━━━━━ Quoted passage

In the United States, the president is indirectly elected by the Electoral College made up of electors chosen by voters in the presidential election. In most states of the United States, each elector is committed to voting for a specified candidate determined by the popular vote in each state, so that the people, in voting for each elector, are in effect voting for the candidate. However, for various reasons the numbers of electors in favour of each candidate are unlikely to be proportional to the popular vote. Thus, in five close United States elections (1824, 1876, 1888, 2000, and 2016), the candidate with the most popular votes still lost the election.
In Mexico, the president is directly elected for a six-year term by popular vote. The candidate who wins the most votes is elected president even without an absolute majority. The president is allowed to serve only one term.
In Brazil, the president is directly elected for a four-year term by popular vote. A candidate has to have more than 50% of the valid votes. If no candidates achieve a majority of the votes, there is a runoff election between the two candidates with most votes. Again, a candidate needs a majority of the vote to be elected. In Brazil, a president cannot be elected to more than two consecutive terms, but there is no limit on the number of terms a president can serve.

━━━━━━━━━━

Problem set —
A: According to the passage on presidential elections, how long is a presidential term in Mexico?
B: Carry the passage on presidential elections forward from its final sentence.

━━━━━ Data rows

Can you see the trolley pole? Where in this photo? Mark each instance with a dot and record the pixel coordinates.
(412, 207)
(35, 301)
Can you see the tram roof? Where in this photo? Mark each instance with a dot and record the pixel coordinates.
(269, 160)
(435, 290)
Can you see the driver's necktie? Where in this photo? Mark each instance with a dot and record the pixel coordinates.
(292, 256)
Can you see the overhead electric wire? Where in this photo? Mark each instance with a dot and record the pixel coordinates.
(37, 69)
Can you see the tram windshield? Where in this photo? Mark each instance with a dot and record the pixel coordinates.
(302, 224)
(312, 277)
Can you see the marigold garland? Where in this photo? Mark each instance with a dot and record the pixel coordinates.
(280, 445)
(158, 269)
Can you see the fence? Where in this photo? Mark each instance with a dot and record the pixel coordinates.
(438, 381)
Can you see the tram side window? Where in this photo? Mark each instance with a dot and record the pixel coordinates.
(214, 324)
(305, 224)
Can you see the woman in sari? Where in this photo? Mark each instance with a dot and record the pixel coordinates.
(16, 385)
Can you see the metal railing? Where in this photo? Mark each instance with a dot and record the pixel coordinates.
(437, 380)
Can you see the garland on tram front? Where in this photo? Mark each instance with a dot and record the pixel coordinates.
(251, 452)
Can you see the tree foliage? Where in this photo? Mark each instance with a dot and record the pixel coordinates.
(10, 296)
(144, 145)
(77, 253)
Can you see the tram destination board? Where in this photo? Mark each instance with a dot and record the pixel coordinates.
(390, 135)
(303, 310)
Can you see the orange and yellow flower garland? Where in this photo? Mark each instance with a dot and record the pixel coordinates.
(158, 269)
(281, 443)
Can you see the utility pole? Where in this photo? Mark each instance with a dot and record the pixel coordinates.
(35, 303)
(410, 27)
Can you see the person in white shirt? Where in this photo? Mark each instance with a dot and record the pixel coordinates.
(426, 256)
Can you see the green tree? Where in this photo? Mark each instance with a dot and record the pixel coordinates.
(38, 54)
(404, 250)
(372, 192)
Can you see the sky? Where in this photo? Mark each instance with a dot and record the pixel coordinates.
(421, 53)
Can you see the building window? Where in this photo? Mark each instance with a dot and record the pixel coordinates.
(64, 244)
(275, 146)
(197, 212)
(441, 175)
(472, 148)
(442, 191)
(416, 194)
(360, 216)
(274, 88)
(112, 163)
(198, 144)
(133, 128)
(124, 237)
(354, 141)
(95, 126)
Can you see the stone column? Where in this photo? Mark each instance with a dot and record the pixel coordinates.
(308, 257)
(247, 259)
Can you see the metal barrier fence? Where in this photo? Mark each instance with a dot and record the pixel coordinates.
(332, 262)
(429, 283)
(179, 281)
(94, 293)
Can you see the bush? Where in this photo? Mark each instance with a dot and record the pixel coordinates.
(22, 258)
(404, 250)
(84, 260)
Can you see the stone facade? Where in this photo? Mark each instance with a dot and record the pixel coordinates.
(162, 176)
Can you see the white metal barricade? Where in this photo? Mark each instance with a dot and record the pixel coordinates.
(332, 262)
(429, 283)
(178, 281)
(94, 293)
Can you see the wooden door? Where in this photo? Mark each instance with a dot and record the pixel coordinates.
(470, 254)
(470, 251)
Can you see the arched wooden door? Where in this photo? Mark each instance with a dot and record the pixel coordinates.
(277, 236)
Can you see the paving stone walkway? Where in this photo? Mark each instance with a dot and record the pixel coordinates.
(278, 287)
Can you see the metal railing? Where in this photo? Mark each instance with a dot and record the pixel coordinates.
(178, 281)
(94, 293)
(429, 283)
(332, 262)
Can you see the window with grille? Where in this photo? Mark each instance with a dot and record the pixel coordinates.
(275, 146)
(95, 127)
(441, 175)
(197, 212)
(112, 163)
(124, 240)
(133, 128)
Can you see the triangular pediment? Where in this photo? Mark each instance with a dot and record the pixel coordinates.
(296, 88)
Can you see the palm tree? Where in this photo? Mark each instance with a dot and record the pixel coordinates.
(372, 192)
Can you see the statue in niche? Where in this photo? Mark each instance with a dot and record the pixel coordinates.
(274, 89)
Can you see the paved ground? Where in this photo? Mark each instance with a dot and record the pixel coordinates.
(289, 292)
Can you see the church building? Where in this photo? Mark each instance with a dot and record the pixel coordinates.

━━━━━━━━━━

Task responses —
A: Six years.

B:
Many South American, Central American, African and some Asian nations follow the presidential model.
Semi-presidential systems
A second system is the semi-presidential system, also known as the French model. In this system, as in the parliamentary system, there are both a president and a prime minister; but unlike the parliamentary system, the president may have significant day-to-day power. For example, in France, when their party controls the majority of seats in the National Assembly, the president can operate closely with the parliament and prime minister, and work towards a common agenda. When the National Assembly is controlled by their opponents, however, the president can find themselves marginalized with the opposition party prime minister exercising most of the power. Though the prime minister remains an appointee of the president, the president must obey the rules of parliament, and select a leader from the house's majority holding party. Thus, sometimes the president and prime minister can be allies, sometimes rivals; the latter situation is known in France as cohabitation. Variants of the French semi-presidential system, developed at the beginning of the Fifth Republic by Charles de Gaulle, are used in France, Portugal, Romania, Sri Lanka and several post-colonial countries which have emulated the French model. In Finland, although the 2000 constitution moved towards a ceremonial presidency, the system is still formally semi-presidential, with the president of Finland retaining e.g. foreign policy and appointment powers.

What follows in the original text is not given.